* BEGIN *

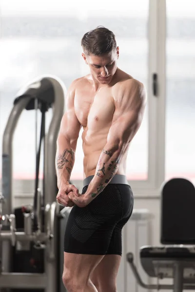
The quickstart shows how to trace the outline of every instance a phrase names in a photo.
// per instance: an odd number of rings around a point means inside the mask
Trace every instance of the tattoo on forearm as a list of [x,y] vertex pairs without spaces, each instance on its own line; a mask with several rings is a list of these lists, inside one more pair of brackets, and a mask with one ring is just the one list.
[[111,174],[110,175],[110,177],[109,177],[109,178],[108,179],[107,179],[105,181],[105,182],[106,183],[108,183],[108,182],[109,182],[110,181],[110,180],[111,180],[113,178],[113,177],[114,177],[114,176],[117,172],[117,165],[115,165],[114,166],[114,167],[113,168],[113,170],[112,171]]
[[101,169],[98,170],[98,171],[102,171],[104,175],[105,175],[105,166],[104,166],[105,164],[104,163],[103,167],[102,168],[101,168]]
[[[69,162],[69,160],[67,159],[67,155],[68,153],[70,153],[71,155],[71,158],[74,160],[75,158],[75,153],[72,149],[70,150],[68,150],[67,148],[65,149],[62,154],[59,154],[56,158],[57,168],[58,169],[61,169],[63,168],[63,166],[65,163]],[[70,165],[71,168],[73,167],[73,163],[72,161],[70,162]]]
[[115,163],[115,162],[114,162],[114,161],[112,161],[112,162],[111,162],[111,163],[112,163],[112,164],[109,164],[109,167],[108,167],[108,170],[111,170],[111,167],[112,167],[112,166],[113,166],[113,164],[114,163]]
[[102,190],[102,189],[103,189],[104,187],[103,185],[102,184],[102,183],[100,183],[99,185],[99,186],[98,186],[97,187],[97,191],[99,193],[99,192],[101,192]]
[[98,194],[96,194],[96,193],[92,193],[92,198],[96,198]]
[[100,173],[99,173],[99,172],[97,172],[97,174],[96,175],[99,177],[100,178],[103,178],[104,177],[103,174],[101,174]]
[[57,158],[57,167],[58,169],[61,169],[65,164],[66,162],[68,162],[68,160],[66,158],[67,150],[67,149],[65,149],[63,153],[59,154]]
[[112,156],[113,156],[113,154],[110,152],[110,151],[107,151],[107,150],[104,150],[104,149],[103,149],[102,150],[102,152],[104,153],[104,154],[107,154],[107,155],[109,155],[110,157],[112,157]]
[[71,169],[69,167],[66,167],[66,169],[68,173],[70,175],[71,174]]
[[73,150],[73,149],[70,149],[70,151],[69,151],[69,150],[68,150],[68,152],[69,153],[70,153],[70,154],[71,154],[71,158],[72,158],[72,159],[73,160],[74,160],[74,159],[75,159],[75,152],[74,152],[74,151]]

* END *

PROBLEM DESCRIPTION: Write out all of the data above again verbatim, leaving out the picture.

ANSWER TO THIS TASK:
The quickstart shows how to trace the outline of every instance a phrase names in a photo.
// per instance: an odd number of rings around a point means inside the mask
Trace every instance of the tattoo on forearm as a list of [x,y] vertex pairs without spaces, each instance on its own line; a mask with several rings is a list of these lists, inside one more pair of brackets, and a mask with one ring is just the one list.
[[111,174],[110,175],[110,177],[109,177],[109,178],[108,179],[107,179],[105,181],[105,182],[106,183],[108,183],[108,182],[109,182],[110,181],[110,180],[111,180],[113,178],[113,177],[114,177],[114,176],[117,172],[117,165],[115,165],[114,166],[114,167],[113,168],[113,170],[112,171]]
[[101,169],[98,170],[98,171],[102,171],[104,175],[105,175],[105,166],[104,166],[105,164],[104,163],[103,167],[102,168],[101,168]]
[[[69,162],[69,160],[67,159],[67,155],[68,153],[70,153],[71,155],[71,158],[74,160],[75,158],[75,153],[72,149],[70,150],[68,150],[67,148],[65,149],[62,154],[59,154],[56,158],[57,168],[58,169],[61,169],[63,168],[63,166],[65,163]],[[70,165],[71,168],[73,167],[73,163],[72,161],[70,162]]]
[[115,163],[115,162],[114,162],[114,161],[112,161],[112,162],[111,162],[111,163],[112,163],[112,164],[109,164],[109,167],[108,167],[108,170],[111,170],[111,167],[112,167],[112,166],[113,166],[113,164],[114,163]]
[[102,190],[102,189],[103,189],[104,187],[103,185],[102,184],[102,183],[100,183],[99,185],[99,186],[98,186],[97,187],[97,191],[99,193],[99,192],[101,192]]
[[98,194],[96,194],[96,193],[92,193],[92,198],[96,198]]
[[100,173],[99,173],[99,172],[97,172],[97,174],[96,175],[99,177],[100,178],[103,178],[104,177],[103,174],[101,174]]
[[57,158],[57,167],[58,169],[61,169],[65,164],[66,162],[68,162],[68,160],[66,158],[67,150],[67,149],[65,149],[63,153],[59,154]]
[[112,156],[113,156],[113,154],[110,152],[110,151],[107,151],[107,150],[104,150],[104,149],[103,149],[102,150],[102,152],[104,153],[104,154],[107,154],[107,155],[109,155],[110,157],[112,157]]
[[71,169],[69,167],[66,167],[66,169],[68,173],[70,175],[71,174]]
[[73,150],[73,149],[70,149],[70,151],[69,151],[69,150],[68,150],[68,152],[69,153],[70,153],[70,154],[71,154],[71,158],[72,158],[72,159],[73,160],[74,160],[74,159],[75,159],[75,152],[74,152],[74,151]]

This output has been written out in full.